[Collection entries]
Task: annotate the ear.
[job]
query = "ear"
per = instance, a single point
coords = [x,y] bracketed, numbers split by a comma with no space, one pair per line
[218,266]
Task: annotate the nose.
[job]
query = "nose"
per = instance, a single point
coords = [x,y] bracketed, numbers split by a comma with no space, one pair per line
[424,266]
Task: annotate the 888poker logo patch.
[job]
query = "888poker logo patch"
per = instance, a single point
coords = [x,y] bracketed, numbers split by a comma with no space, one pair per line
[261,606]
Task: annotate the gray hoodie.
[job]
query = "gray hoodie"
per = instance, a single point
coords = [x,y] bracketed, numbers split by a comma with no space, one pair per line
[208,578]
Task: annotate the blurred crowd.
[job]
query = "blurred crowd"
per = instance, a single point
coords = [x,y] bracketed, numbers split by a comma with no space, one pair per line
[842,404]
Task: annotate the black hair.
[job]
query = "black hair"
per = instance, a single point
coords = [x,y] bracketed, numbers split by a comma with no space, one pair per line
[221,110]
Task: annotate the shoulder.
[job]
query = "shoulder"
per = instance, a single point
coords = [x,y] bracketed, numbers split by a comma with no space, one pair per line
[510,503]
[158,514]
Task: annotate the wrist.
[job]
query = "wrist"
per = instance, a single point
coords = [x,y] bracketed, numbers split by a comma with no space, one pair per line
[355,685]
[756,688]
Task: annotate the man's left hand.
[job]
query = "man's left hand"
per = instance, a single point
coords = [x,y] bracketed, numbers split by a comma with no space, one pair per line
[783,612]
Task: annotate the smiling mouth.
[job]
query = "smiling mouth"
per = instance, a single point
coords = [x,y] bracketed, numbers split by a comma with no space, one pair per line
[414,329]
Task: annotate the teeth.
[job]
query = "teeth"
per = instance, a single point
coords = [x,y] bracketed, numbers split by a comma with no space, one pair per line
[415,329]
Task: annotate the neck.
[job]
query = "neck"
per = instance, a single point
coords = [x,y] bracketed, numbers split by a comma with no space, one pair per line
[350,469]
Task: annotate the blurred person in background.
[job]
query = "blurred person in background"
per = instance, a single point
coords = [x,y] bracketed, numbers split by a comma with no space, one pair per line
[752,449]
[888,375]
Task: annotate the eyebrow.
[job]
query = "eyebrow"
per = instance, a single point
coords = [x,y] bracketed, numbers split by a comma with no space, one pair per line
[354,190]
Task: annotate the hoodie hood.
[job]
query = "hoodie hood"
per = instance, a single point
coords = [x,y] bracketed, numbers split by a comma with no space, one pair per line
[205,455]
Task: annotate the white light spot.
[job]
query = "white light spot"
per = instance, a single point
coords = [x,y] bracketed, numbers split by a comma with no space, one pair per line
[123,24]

...

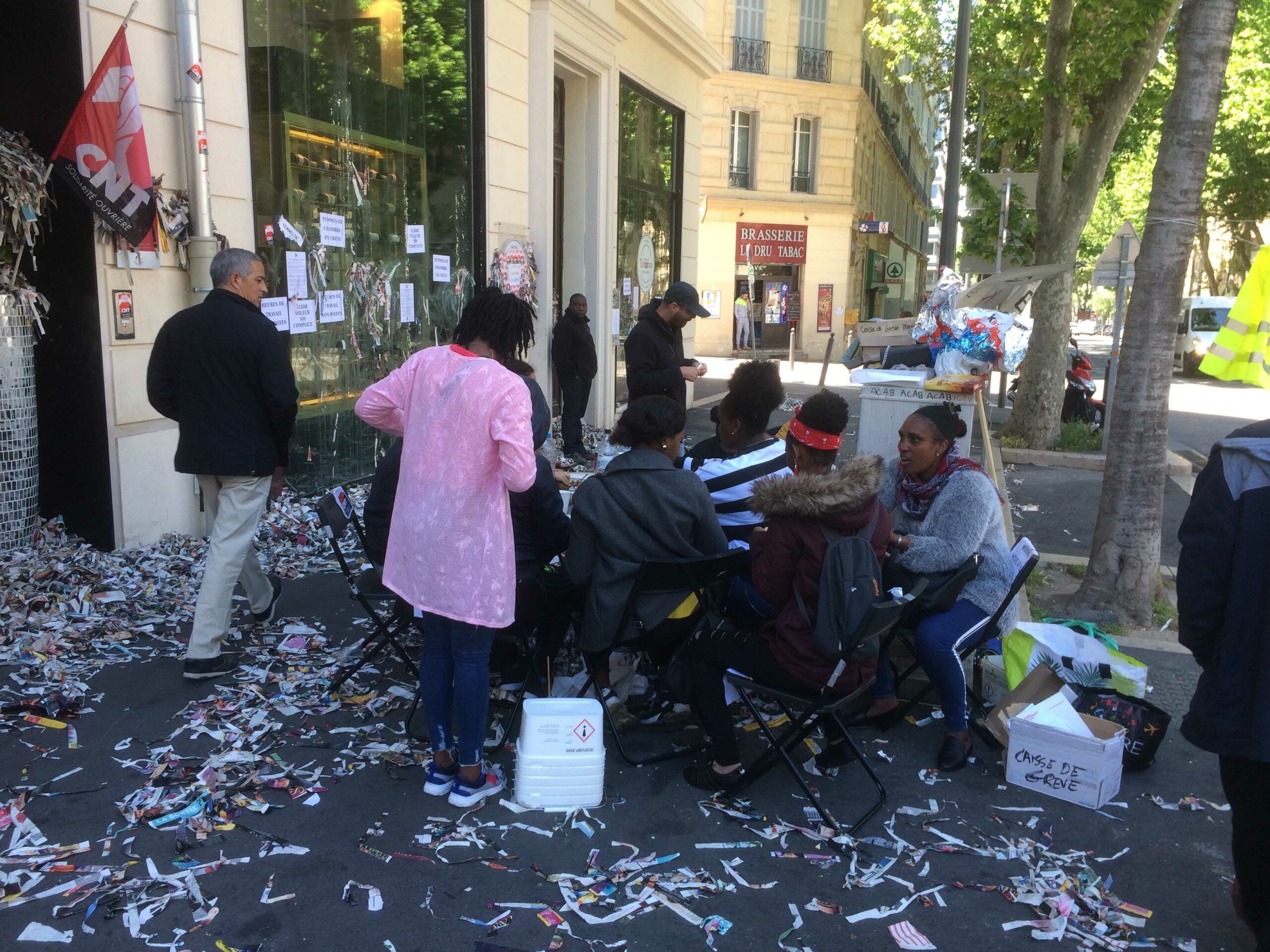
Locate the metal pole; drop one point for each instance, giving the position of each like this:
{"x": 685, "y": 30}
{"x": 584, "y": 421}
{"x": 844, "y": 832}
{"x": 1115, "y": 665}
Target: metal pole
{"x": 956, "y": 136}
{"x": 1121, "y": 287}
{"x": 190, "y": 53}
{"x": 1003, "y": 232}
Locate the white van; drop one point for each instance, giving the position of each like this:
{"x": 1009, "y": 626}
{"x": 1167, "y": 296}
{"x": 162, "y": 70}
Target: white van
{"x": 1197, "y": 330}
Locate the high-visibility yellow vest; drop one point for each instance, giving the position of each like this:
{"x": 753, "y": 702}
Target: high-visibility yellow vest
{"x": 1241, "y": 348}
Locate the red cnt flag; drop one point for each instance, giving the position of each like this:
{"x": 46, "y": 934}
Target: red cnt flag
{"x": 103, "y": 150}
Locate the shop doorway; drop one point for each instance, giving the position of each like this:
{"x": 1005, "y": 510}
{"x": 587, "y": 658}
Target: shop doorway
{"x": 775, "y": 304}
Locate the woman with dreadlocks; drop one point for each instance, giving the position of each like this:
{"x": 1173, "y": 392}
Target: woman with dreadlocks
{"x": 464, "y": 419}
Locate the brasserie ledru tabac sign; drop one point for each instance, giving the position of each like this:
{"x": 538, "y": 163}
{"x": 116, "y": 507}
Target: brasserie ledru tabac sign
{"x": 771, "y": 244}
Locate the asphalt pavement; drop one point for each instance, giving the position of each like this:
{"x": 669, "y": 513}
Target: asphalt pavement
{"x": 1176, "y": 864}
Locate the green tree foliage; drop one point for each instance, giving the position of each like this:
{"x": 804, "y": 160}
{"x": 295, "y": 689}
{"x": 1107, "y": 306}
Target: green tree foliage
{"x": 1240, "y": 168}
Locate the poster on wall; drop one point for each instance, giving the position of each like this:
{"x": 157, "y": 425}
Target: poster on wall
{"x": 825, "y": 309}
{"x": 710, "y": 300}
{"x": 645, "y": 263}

==

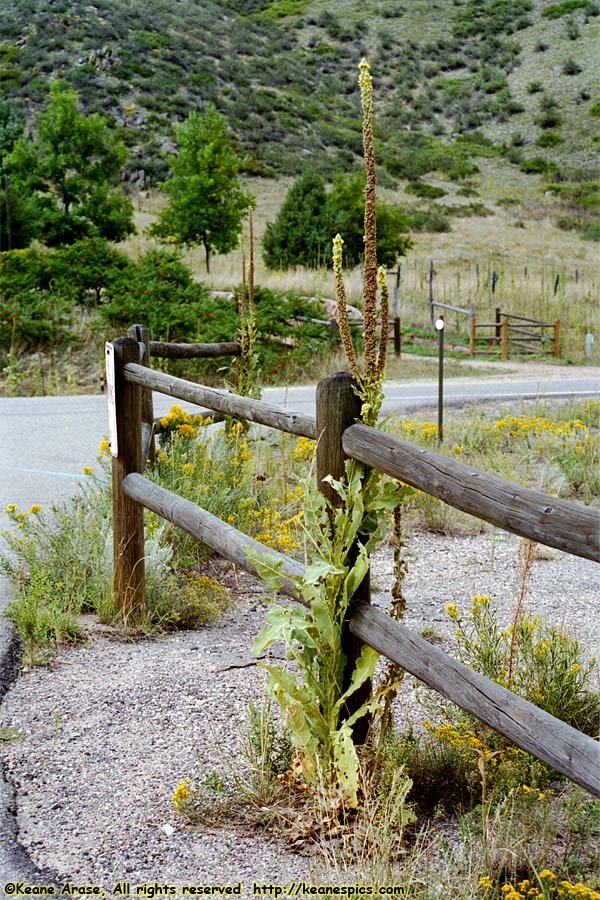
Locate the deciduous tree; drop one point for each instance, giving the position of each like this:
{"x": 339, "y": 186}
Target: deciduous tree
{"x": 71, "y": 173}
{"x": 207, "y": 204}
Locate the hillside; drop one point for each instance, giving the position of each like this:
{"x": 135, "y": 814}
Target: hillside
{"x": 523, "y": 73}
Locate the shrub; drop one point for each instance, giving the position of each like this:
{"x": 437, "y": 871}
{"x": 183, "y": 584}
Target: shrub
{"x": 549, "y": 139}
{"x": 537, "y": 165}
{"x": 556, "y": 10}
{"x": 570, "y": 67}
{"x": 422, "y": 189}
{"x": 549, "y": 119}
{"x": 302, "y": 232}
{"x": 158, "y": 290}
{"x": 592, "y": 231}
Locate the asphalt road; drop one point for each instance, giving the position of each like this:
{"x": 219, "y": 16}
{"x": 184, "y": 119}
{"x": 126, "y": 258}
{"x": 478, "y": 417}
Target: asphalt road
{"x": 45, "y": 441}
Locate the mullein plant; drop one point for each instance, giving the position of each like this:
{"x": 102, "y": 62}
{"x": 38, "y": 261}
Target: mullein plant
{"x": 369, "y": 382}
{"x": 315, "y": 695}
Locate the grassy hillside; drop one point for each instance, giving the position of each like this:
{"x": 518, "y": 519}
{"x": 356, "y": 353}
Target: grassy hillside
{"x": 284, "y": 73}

**To do:** Among the entries above, which lines include "black"? List them all.

**Solution for this task:**
Task: annotate the black hair.
query = "black hair"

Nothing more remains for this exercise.